#### Input rows
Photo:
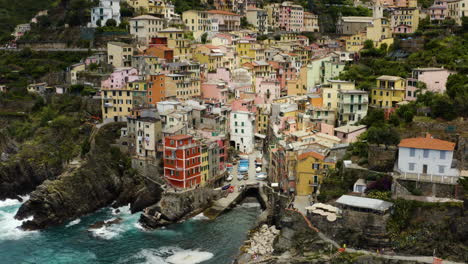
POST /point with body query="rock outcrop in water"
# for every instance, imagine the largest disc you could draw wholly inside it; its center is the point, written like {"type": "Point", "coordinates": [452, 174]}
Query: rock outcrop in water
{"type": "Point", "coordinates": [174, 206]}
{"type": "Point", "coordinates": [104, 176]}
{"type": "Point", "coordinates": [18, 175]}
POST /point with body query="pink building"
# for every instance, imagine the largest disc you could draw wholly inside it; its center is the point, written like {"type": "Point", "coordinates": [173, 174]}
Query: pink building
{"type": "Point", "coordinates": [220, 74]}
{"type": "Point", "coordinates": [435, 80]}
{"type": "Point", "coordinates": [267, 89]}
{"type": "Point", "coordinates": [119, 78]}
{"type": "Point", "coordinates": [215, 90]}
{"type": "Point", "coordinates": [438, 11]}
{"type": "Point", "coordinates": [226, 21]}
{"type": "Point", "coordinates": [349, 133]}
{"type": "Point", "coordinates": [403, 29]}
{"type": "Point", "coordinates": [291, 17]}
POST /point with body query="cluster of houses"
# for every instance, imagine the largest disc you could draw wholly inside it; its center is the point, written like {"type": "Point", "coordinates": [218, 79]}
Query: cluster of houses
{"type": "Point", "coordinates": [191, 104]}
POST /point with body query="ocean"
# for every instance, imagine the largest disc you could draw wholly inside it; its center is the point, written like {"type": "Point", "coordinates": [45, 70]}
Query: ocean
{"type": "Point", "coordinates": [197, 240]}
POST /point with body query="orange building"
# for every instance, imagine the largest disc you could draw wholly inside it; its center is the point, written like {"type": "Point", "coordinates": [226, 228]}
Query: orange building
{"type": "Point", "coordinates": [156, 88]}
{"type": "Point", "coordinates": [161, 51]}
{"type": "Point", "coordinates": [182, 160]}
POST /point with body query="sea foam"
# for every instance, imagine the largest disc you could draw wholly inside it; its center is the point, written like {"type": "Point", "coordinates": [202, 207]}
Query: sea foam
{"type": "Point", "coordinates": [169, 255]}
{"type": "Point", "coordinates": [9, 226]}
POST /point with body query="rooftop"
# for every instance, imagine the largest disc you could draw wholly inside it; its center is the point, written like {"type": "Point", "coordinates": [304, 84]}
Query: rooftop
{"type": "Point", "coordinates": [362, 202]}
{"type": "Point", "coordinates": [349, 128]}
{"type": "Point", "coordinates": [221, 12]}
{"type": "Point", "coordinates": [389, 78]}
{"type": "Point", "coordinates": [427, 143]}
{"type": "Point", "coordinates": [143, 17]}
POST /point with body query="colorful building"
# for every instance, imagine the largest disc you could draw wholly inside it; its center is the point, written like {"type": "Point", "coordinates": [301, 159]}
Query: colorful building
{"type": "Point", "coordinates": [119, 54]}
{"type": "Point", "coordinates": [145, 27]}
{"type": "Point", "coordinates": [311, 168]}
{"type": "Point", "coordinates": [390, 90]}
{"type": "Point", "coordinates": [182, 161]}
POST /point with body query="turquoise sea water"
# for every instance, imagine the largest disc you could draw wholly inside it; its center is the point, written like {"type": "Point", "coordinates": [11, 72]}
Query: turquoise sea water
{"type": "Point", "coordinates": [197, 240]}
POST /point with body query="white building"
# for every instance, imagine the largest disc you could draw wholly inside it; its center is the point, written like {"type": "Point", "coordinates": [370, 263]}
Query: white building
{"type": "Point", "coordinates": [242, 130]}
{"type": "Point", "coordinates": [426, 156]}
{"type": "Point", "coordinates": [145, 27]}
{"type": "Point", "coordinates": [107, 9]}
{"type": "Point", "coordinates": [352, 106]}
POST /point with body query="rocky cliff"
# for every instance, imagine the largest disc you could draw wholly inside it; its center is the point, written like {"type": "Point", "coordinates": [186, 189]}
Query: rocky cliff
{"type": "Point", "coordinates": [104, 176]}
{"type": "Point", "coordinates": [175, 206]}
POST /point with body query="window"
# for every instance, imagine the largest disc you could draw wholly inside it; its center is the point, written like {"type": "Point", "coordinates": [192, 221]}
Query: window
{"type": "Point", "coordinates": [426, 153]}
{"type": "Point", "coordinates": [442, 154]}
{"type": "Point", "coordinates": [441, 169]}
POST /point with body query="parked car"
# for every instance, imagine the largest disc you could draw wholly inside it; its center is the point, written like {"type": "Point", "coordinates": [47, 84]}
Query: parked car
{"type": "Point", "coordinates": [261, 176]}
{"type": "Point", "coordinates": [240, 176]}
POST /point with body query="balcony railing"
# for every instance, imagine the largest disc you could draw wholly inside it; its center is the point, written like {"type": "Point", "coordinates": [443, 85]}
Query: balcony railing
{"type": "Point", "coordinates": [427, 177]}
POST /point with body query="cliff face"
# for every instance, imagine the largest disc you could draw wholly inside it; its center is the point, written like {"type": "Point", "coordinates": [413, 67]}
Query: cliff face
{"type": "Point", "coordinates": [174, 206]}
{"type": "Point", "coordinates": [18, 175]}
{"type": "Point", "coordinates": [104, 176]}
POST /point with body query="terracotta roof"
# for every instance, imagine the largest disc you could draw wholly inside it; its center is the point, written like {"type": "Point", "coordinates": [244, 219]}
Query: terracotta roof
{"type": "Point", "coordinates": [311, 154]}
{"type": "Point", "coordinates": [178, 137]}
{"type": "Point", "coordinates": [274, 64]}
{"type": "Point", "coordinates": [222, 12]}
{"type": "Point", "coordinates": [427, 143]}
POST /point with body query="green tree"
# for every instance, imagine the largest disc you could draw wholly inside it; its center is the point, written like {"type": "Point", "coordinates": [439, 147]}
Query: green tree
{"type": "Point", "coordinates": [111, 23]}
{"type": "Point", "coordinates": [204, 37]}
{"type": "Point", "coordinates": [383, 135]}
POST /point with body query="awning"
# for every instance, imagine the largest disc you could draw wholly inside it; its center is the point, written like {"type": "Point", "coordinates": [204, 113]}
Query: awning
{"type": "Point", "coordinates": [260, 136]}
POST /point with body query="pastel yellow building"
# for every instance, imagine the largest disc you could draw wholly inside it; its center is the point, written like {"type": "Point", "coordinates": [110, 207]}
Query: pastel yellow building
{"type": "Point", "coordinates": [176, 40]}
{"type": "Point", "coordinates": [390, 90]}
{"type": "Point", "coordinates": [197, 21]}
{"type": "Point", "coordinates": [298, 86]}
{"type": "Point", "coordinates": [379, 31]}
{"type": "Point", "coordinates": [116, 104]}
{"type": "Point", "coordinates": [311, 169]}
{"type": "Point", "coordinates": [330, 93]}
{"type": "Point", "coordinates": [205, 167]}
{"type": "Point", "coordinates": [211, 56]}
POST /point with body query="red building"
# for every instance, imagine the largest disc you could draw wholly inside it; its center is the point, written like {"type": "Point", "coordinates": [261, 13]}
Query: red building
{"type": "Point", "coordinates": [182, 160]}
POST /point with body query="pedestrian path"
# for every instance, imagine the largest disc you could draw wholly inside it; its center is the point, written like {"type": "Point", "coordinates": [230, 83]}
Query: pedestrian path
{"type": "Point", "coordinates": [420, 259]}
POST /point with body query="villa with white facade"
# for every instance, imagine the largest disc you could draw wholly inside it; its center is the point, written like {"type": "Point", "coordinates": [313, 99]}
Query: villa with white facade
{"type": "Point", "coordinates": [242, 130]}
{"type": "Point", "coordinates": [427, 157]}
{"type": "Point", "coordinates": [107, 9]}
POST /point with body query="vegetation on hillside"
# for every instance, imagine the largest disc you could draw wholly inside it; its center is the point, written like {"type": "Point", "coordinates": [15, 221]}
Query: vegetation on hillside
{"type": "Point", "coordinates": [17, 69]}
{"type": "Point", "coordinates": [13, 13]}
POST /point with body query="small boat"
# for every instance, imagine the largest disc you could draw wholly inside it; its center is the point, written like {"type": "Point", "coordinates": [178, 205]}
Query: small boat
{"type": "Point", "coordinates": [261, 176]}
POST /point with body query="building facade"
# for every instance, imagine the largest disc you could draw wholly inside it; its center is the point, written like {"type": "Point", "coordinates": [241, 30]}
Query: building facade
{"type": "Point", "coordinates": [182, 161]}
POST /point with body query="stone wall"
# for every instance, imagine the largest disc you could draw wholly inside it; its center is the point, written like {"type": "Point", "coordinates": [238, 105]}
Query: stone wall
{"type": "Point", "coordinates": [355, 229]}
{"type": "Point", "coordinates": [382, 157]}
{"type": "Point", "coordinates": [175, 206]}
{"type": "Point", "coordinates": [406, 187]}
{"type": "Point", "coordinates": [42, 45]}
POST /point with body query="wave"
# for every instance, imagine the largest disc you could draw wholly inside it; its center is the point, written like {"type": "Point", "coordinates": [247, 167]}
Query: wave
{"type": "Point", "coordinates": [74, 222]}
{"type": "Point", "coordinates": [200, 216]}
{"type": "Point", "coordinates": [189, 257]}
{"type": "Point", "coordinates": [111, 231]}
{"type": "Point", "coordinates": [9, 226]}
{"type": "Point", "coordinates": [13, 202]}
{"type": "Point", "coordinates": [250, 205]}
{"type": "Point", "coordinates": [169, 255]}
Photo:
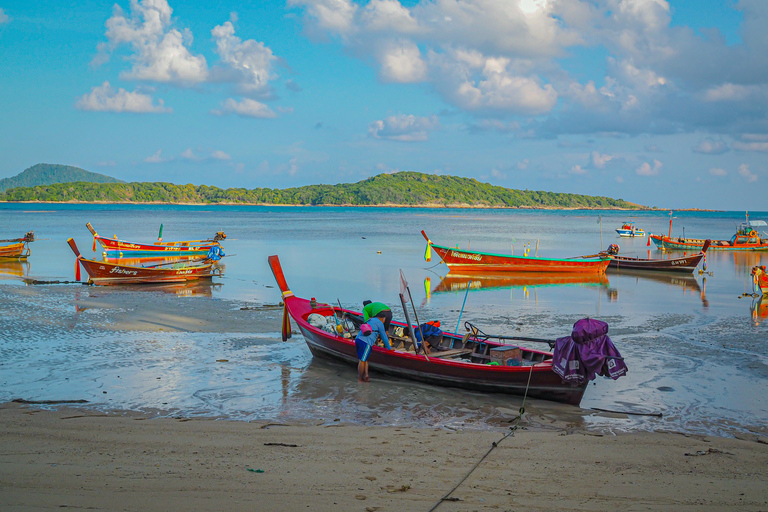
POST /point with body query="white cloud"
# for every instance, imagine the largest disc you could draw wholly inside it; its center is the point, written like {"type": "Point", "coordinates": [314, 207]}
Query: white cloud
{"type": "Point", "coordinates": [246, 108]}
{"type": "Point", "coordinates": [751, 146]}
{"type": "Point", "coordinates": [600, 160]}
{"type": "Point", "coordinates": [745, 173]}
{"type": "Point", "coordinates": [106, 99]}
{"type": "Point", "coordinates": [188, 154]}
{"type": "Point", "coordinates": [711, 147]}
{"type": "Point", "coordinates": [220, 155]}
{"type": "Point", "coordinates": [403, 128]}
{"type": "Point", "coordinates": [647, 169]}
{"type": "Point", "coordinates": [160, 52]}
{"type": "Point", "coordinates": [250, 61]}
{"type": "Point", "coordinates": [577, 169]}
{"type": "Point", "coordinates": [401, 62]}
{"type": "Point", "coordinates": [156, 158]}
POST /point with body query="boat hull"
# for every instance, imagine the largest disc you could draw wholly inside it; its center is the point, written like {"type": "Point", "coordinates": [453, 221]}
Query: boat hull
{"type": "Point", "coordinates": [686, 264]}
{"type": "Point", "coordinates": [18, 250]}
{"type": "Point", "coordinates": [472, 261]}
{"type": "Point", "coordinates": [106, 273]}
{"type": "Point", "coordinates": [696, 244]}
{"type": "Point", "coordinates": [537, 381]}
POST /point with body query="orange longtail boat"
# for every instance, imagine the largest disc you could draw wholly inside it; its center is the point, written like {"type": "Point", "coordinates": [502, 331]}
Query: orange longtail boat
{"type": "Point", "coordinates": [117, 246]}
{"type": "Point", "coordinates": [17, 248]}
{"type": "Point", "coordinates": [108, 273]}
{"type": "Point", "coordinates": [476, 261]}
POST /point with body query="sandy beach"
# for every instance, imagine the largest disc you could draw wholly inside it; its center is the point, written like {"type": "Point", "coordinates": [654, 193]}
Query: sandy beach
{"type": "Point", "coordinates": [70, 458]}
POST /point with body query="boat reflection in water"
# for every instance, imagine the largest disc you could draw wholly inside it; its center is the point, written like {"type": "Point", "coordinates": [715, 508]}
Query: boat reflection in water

#### The exercise
Tally the lines in the data above that contain the word "face", and give only that number.

#### Output for this task
2